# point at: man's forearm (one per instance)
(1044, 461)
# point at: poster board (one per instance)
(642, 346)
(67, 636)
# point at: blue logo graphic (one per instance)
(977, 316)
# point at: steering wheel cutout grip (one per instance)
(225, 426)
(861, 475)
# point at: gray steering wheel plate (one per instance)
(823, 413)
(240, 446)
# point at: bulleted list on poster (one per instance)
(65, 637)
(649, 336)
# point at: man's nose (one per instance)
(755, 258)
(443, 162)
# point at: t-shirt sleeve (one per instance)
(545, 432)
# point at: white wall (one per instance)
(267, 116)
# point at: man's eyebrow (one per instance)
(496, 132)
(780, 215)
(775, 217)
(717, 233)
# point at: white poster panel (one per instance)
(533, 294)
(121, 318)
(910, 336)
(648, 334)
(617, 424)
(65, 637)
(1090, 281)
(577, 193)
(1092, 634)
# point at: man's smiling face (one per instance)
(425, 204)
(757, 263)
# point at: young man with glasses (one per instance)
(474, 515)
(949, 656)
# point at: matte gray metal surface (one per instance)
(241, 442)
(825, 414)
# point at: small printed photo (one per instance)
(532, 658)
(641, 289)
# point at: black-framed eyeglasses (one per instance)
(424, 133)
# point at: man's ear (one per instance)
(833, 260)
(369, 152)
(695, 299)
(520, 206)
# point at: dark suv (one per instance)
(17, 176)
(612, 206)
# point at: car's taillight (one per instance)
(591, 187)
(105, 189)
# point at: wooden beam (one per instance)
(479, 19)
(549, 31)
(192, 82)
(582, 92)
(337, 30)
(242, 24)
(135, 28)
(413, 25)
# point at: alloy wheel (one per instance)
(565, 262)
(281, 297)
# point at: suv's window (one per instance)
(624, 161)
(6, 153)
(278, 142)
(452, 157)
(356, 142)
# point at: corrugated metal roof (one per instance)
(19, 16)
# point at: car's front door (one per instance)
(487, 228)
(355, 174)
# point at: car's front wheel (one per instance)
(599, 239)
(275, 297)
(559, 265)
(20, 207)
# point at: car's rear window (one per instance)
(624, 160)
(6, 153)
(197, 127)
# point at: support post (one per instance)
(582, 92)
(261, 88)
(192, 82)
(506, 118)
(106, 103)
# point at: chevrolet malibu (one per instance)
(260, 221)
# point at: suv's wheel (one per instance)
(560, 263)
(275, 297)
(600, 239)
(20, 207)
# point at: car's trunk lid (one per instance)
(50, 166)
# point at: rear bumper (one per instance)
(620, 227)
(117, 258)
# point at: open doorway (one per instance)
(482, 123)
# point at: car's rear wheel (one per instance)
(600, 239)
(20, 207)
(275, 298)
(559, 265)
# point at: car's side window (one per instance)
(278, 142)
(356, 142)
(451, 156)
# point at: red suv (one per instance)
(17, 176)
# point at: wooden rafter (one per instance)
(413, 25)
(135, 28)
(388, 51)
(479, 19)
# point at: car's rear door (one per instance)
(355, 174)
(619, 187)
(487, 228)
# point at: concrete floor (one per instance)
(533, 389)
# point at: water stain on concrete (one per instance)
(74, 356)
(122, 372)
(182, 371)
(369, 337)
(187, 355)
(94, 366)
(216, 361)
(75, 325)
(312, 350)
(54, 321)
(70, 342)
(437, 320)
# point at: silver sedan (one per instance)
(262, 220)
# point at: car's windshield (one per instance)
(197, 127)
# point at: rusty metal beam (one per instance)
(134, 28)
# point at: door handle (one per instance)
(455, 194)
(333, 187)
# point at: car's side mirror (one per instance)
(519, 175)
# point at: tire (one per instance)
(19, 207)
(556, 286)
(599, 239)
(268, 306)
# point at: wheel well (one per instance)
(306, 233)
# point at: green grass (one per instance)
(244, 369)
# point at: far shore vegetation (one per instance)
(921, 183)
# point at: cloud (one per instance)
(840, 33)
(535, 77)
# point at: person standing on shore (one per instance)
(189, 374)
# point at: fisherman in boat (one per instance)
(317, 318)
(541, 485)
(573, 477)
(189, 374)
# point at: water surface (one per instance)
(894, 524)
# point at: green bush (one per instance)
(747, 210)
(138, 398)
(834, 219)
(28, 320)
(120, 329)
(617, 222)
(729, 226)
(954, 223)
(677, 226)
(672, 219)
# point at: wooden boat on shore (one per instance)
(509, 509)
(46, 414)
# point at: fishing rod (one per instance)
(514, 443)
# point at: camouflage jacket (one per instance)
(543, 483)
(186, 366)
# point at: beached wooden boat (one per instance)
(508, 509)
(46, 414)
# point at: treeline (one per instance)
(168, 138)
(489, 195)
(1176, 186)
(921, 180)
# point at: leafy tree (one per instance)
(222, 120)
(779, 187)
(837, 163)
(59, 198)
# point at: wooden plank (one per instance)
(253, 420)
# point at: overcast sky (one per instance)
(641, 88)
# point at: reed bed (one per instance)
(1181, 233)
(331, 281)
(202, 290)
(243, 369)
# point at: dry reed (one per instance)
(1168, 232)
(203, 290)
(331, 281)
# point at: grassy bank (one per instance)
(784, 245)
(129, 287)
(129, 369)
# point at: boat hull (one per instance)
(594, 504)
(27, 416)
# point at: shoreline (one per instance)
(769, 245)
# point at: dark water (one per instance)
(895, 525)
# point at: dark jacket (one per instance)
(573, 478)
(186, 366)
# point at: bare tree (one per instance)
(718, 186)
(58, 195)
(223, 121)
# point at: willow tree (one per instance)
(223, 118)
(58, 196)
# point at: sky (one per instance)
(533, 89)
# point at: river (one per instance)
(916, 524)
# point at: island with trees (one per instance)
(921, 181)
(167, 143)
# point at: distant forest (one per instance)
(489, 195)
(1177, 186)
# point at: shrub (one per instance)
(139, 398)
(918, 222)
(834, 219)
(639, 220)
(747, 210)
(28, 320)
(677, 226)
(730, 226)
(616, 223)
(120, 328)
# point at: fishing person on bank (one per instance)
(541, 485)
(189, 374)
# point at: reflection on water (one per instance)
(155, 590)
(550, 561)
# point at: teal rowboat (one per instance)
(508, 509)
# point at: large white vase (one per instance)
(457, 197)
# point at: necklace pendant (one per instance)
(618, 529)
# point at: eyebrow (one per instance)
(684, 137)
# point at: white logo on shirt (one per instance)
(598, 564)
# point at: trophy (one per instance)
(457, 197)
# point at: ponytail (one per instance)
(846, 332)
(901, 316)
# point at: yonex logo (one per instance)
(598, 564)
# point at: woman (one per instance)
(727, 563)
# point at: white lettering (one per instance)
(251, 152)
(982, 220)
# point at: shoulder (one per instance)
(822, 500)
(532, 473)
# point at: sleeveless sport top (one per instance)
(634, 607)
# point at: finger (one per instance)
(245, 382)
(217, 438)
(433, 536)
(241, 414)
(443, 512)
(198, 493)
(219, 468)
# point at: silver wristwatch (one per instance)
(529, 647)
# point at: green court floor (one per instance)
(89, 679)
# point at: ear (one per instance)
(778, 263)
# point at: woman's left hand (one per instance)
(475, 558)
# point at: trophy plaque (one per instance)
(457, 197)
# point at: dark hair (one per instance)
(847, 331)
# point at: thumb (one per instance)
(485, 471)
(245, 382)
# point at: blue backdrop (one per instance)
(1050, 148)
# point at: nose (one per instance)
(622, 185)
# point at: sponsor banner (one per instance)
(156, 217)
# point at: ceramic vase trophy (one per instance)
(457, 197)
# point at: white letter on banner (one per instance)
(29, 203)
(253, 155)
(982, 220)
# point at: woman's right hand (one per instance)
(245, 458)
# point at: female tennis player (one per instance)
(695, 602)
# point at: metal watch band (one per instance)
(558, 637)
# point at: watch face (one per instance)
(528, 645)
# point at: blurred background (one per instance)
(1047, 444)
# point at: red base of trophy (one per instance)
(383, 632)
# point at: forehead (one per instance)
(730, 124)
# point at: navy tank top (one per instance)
= = =
**Task goal**
Your answer must be the records themselves, output again exactly.

**Result of this task**
# point at: man's forearm (one per instance)
(1044, 461)
# point at: poster board (one per instance)
(642, 346)
(67, 636)
# point at: blue logo graphic (one per instance)
(977, 316)
# point at: steering wheel cutout grip (one per instance)
(225, 426)
(861, 475)
# point at: gray steering wheel plate (one per instance)
(823, 413)
(240, 446)
# point at: bulleted list on poster (one per instance)
(65, 637)
(649, 336)
# point at: man's nose (one per instance)
(755, 258)
(443, 162)
# point at: t-shirt sleeve (one per instance)
(545, 432)
# point at: white wall (one per instance)
(267, 116)
# point at: man's eyebrow (one per instance)
(496, 132)
(780, 215)
(775, 217)
(717, 233)
# point at: white poster panel (one per instance)
(533, 294)
(121, 318)
(910, 336)
(648, 334)
(617, 424)
(65, 637)
(1090, 281)
(577, 193)
(1092, 634)
# point at: man's smiling face (one per instance)
(425, 204)
(757, 263)
# point at: young man with glasses (one per instance)
(474, 515)
(949, 656)
# point at: matte gray metal surface (one per instance)
(241, 442)
(825, 414)
# point at: small printed photo (one per instance)
(532, 658)
(641, 289)
# point at: black-framed eyeglasses (one per instance)
(424, 133)
# point at: man's ear (one per instance)
(833, 260)
(369, 152)
(695, 299)
(520, 206)
# point at: dark suv (one per instance)
(17, 176)
(612, 206)
# point at: car's taillight (one per instance)
(591, 187)
(105, 189)
# point at: wooden beam (one per instance)
(479, 19)
(549, 31)
(192, 82)
(582, 92)
(337, 30)
(242, 24)
(135, 28)
(413, 25)
# point at: alloy wheel (one per instance)
(565, 262)
(281, 297)
# point at: suv's window (one per instance)
(624, 161)
(6, 153)
(278, 142)
(452, 157)
(356, 142)
# point at: corrugated metal roof (one per instance)
(19, 16)
# point at: car's front door (one per instance)
(487, 228)
(355, 174)
# point at: car's front wheel (one per instance)
(599, 239)
(275, 297)
(559, 265)
(20, 207)
# point at: car's rear window (one per instance)
(624, 160)
(6, 153)
(197, 127)
# point at: support post (one per instance)
(582, 92)
(261, 88)
(192, 82)
(506, 118)
(106, 103)
# point at: chevrolet malibu (one per instance)
(260, 221)
# point at: suv's wheel (one per instance)
(560, 263)
(275, 297)
(600, 239)
(20, 207)
# point at: car's trunk lid (one per instance)
(50, 166)
# point at: rear bumper (one per instance)
(620, 227)
(117, 258)
# point at: open doorway (one per instance)
(482, 123)
# point at: car's rear wheel (one per instance)
(600, 239)
(20, 207)
(275, 298)
(559, 265)
# point at: car's side window (one per instance)
(278, 142)
(356, 142)
(451, 156)
# point at: red suv (one per instance)
(17, 176)
# point at: wooden rafter (one per instance)
(413, 25)
(135, 28)
(388, 51)
(479, 19)
# point at: car's rear door (one per instance)
(355, 174)
(619, 187)
(487, 228)
# point at: concrete floor (one per instance)
(533, 389)
# point at: water stain on concrete (one per instance)
(74, 356)
(122, 372)
(182, 371)
(369, 337)
(187, 355)
(94, 366)
(216, 361)
(75, 325)
(312, 350)
(54, 321)
(70, 342)
(437, 320)
# point at: silver sedan (one per instance)
(262, 220)
# point at: car's windshield (one per instance)
(197, 127)
# point at: rusty metal beam (one per instance)
(134, 28)
# point at: door handle (one per instance)
(455, 194)
(333, 187)
# point at: car's side mirror (one per instance)
(519, 175)
# point at: tire (one per instance)
(19, 207)
(556, 286)
(599, 239)
(268, 306)
# point at: wheel well (one per instance)
(306, 233)
# point at: green grass (one per instance)
(244, 369)
# point at: far shore vegetation (one per instance)
(921, 183)
# point at: cloud (one per instance)
(840, 33)
(535, 77)
# point at: person standing on shore (one per instance)
(189, 374)
# point at: fisherman in boat (one per instance)
(317, 318)
(541, 485)
(573, 477)
(189, 374)
# point at: water surface (one per instance)
(894, 524)
# point at: green bush (one per instance)
(747, 210)
(138, 398)
(834, 219)
(28, 320)
(120, 329)
(617, 222)
(729, 226)
(954, 223)
(677, 226)
(672, 219)
# point at: wooden boat on shore (one per instance)
(509, 509)
(46, 414)
# point at: fishing rod (one per instance)
(514, 443)
# point at: camouflage jacket (one per instance)
(543, 483)
(186, 366)
# point at: beached wooden boat (one per instance)
(508, 509)
(46, 414)
# point at: treeline (one per instance)
(168, 138)
(489, 195)
(1176, 186)
(921, 180)
# point at: leafy tree (one per instance)
(222, 120)
(779, 187)
(837, 163)
(59, 198)
# point at: wooden plank (one per instance)
(253, 420)
# point at: overcast sky (one per instance)
(641, 88)
# point at: reed bed (one per instance)
(1181, 233)
(331, 281)
(202, 290)
(243, 369)
# point at: dry reed (one per instance)
(1168, 232)
(203, 290)
(331, 281)
# point at: grassy bank (one per instance)
(784, 245)
(129, 287)
(129, 369)
# point at: boat hull (one per instance)
(594, 504)
(27, 416)
# point at: shoreline (one per instance)
(769, 245)
# point at: dark water (one per instance)
(895, 525)
# point at: dark jacket (one per instance)
(573, 478)
(186, 366)
# point at: bare tree (one per instance)
(718, 186)
(58, 195)
(223, 121)
# point at: willow tree (one per instance)
(223, 118)
(58, 196)
# point at: sky (one per instance)
(533, 89)
# point at: river (one per instance)
(916, 524)
# point at: island with trees (one per instance)
(921, 181)
(167, 143)
# point at: distant forest (one per instance)
(489, 195)
(1177, 186)
# point at: shrub (one per instance)
(139, 398)
(918, 222)
(834, 219)
(639, 220)
(747, 210)
(28, 320)
(677, 226)
(730, 226)
(616, 223)
(120, 328)
# point at: fishing person on bank (one per instance)
(541, 485)
(189, 374)
# point at: reflection on water (one per instance)
(155, 590)
(550, 561)
# point at: teal rowboat (one per instance)
(508, 509)
# point at: large white vase (one per instance)
(457, 197)
# point at: necklace pendant (one per instance)
(618, 529)
# point at: eyebrow (one per instance)
(684, 137)
# point at: white logo on shirt (one per instance)
(598, 564)
# point at: trophy (one per instance)
(457, 197)
# point at: ponytail (one per instance)
(846, 332)
(901, 316)
# point at: yonex logo (one per instance)
(598, 564)
# point at: woman (one per instance)
(727, 563)
# point at: white lettering (one per instance)
(251, 152)
(982, 220)
# point at: shoulder (one per instance)
(822, 500)
(532, 473)
# point at: sleeveless sport top (one per instance)
(634, 607)
# point at: finger (one per instance)
(245, 382)
(217, 438)
(433, 536)
(241, 414)
(443, 512)
(198, 493)
(219, 468)
# point at: silver wristwatch (one per instance)
(529, 647)
# point at: green court floor (one per instance)
(89, 679)
# point at: ear (one per instance)
(778, 263)
# point at: woman's left hand (one per instance)
(475, 558)
# point at: trophy plaque (one per instance)
(457, 197)
# point at: dark hair (one per instance)
(847, 331)
# point at: thumb (one per instance)
(485, 471)
(245, 382)
# point at: blue backdrop (one per instance)
(1050, 148)
# point at: nose (one per instance)
(622, 185)
# point at: sponsor banner (one per instance)
(156, 217)
# point at: ceramic vase trophy (one per instance)
(457, 197)
# point at: white letter on banner (one per instance)
(29, 203)
(253, 155)
(982, 220)
# point at: woman's right hand (one per instance)
(245, 458)
# point at: female tennis player (one per instance)
(695, 602)
# point at: metal watch band (one per instance)
(558, 637)
# point at: watch face (one per instance)
(528, 645)
# point at: blurred background (one per instance)
(1047, 444)
# point at: red base of trophy (one per instance)
(383, 632)
# point at: forehead (one per instance)
(730, 124)
# point at: navy tank top (one per instance)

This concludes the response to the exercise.